# Assignment
Could you please repeat the data below word for word?

%%

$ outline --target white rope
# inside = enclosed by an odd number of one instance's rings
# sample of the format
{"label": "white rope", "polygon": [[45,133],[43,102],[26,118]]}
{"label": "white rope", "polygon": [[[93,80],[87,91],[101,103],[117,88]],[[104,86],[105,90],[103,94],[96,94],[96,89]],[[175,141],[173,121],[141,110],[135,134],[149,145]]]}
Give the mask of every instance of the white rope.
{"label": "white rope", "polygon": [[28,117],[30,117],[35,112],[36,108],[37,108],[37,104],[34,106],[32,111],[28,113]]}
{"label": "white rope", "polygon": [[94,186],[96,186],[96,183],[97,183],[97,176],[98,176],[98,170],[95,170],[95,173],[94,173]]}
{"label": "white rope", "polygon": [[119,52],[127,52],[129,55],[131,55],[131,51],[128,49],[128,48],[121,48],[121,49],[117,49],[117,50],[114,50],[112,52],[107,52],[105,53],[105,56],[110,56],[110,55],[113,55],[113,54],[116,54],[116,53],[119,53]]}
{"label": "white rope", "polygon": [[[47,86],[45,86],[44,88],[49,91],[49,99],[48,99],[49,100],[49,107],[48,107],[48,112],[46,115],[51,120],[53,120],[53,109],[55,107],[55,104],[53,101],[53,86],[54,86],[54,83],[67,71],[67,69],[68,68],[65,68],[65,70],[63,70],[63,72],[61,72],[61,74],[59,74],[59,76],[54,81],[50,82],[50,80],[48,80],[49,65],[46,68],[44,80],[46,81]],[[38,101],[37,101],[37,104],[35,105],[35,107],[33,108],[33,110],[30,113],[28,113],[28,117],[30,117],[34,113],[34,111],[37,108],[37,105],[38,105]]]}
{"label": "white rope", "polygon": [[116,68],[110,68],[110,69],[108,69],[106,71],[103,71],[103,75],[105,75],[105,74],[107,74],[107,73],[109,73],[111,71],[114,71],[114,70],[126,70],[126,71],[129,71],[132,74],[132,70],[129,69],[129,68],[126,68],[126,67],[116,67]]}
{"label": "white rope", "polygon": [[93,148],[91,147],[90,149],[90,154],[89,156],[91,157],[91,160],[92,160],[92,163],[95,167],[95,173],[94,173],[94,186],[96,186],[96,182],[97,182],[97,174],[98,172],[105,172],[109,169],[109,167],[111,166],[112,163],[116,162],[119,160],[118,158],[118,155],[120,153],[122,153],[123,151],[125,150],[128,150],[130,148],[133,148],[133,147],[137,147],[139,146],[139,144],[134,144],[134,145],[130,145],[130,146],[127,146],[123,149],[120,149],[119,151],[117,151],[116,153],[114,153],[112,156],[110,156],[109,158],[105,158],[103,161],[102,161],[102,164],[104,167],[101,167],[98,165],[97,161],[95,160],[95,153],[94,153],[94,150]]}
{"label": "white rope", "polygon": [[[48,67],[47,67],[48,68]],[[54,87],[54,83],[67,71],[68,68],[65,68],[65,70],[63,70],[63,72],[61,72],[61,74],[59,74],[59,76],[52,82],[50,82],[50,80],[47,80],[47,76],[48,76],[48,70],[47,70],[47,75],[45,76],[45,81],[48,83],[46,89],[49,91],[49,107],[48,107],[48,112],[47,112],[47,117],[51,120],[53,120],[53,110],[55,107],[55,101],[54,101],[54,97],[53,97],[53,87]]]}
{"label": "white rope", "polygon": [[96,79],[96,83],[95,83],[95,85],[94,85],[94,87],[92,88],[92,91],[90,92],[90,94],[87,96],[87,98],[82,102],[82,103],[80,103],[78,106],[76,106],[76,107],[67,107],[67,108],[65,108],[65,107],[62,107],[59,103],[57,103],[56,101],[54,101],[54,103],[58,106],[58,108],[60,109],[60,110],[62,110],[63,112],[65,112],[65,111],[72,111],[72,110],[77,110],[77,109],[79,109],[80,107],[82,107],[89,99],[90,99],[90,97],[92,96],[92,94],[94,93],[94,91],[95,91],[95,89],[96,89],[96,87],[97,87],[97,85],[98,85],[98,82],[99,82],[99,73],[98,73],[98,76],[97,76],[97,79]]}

%%

# Written response
$ outline --target white rope
# inside = enclosed by an odd number of one instance's rings
# sample of the format
{"label": "white rope", "polygon": [[45,133],[43,102],[26,118]]}
{"label": "white rope", "polygon": [[[93,80],[87,91],[101,103],[117,88]],[[104,86],[105,90],[103,94],[96,94],[96,89]],[[175,141],[173,121],[141,110],[135,134],[149,145]]]}
Give the mask of every instance of the white rope.
{"label": "white rope", "polygon": [[28,117],[30,117],[35,112],[36,108],[37,108],[37,104],[34,106],[32,111],[28,113]]}
{"label": "white rope", "polygon": [[94,186],[96,186],[96,183],[97,183],[97,176],[98,176],[98,170],[95,170],[95,173],[94,173]]}
{"label": "white rope", "polygon": [[119,52],[127,52],[129,55],[131,55],[131,51],[128,49],[128,48],[121,48],[121,49],[117,49],[117,50],[114,50],[112,52],[107,52],[105,53],[105,56],[110,56],[110,55],[113,55],[113,54],[116,54],[116,53],[119,53]]}
{"label": "white rope", "polygon": [[[47,86],[45,86],[44,88],[49,91],[49,99],[48,99],[49,100],[49,107],[48,107],[48,112],[46,115],[51,120],[53,120],[53,109],[55,107],[55,104],[53,101],[53,86],[54,86],[54,83],[67,71],[67,69],[68,68],[65,68],[65,70],[63,70],[63,72],[61,72],[61,74],[59,74],[59,76],[54,81],[50,82],[50,80],[48,80],[49,65],[46,68],[44,80],[46,81]],[[38,101],[37,101],[37,104],[35,105],[35,107],[33,108],[33,110],[30,113],[28,113],[28,117],[30,117],[34,113],[34,111],[37,108],[37,105],[38,105]]]}
{"label": "white rope", "polygon": [[116,68],[110,68],[110,69],[108,69],[106,71],[103,71],[103,75],[105,75],[105,74],[107,74],[107,73],[109,73],[111,71],[114,71],[114,70],[126,70],[126,71],[129,71],[132,74],[132,70],[129,69],[129,68],[126,68],[126,67],[116,67]]}
{"label": "white rope", "polygon": [[93,148],[91,147],[90,149],[90,154],[89,156],[91,157],[91,160],[92,160],[92,163],[95,167],[95,173],[94,173],[94,186],[96,186],[96,182],[97,182],[97,174],[98,172],[105,172],[109,169],[109,167],[111,166],[112,163],[116,162],[119,160],[118,158],[118,155],[120,153],[122,153],[123,151],[125,150],[128,150],[130,148],[133,148],[133,147],[137,147],[139,146],[139,144],[134,144],[134,145],[130,145],[130,146],[127,146],[123,149],[120,149],[119,151],[117,151],[116,153],[114,153],[112,156],[110,156],[109,158],[105,158],[103,161],[102,161],[102,164],[104,167],[101,167],[98,165],[97,161],[95,160],[95,153],[94,153],[94,150]]}
{"label": "white rope", "polygon": [[[48,67],[47,67],[48,68]],[[54,87],[54,83],[67,71],[68,68],[65,68],[65,70],[63,70],[63,72],[61,72],[61,74],[59,74],[59,76],[52,82],[50,82],[50,80],[47,80],[47,76],[48,76],[48,70],[47,70],[47,75],[45,76],[45,81],[48,83],[46,89],[49,91],[49,107],[48,107],[48,112],[47,112],[47,117],[51,120],[53,120],[53,110],[55,107],[55,101],[54,101],[54,97],[53,97],[53,87]]]}
{"label": "white rope", "polygon": [[96,79],[96,83],[95,83],[95,85],[94,85],[94,87],[92,88],[92,91],[90,92],[90,94],[87,96],[87,98],[82,102],[82,103],[80,103],[78,106],[76,106],[76,107],[67,107],[67,108],[65,108],[65,107],[62,107],[59,103],[57,103],[56,101],[54,101],[54,103],[58,106],[58,108],[60,109],[60,110],[62,110],[63,112],[65,112],[65,111],[72,111],[72,110],[77,110],[77,109],[79,109],[80,107],[82,107],[89,99],[90,99],[90,97],[92,96],[92,94],[94,93],[94,91],[95,91],[95,89],[96,89],[96,87],[97,87],[97,85],[98,85],[98,82],[99,82],[99,73],[98,73],[98,76],[97,76],[97,79]]}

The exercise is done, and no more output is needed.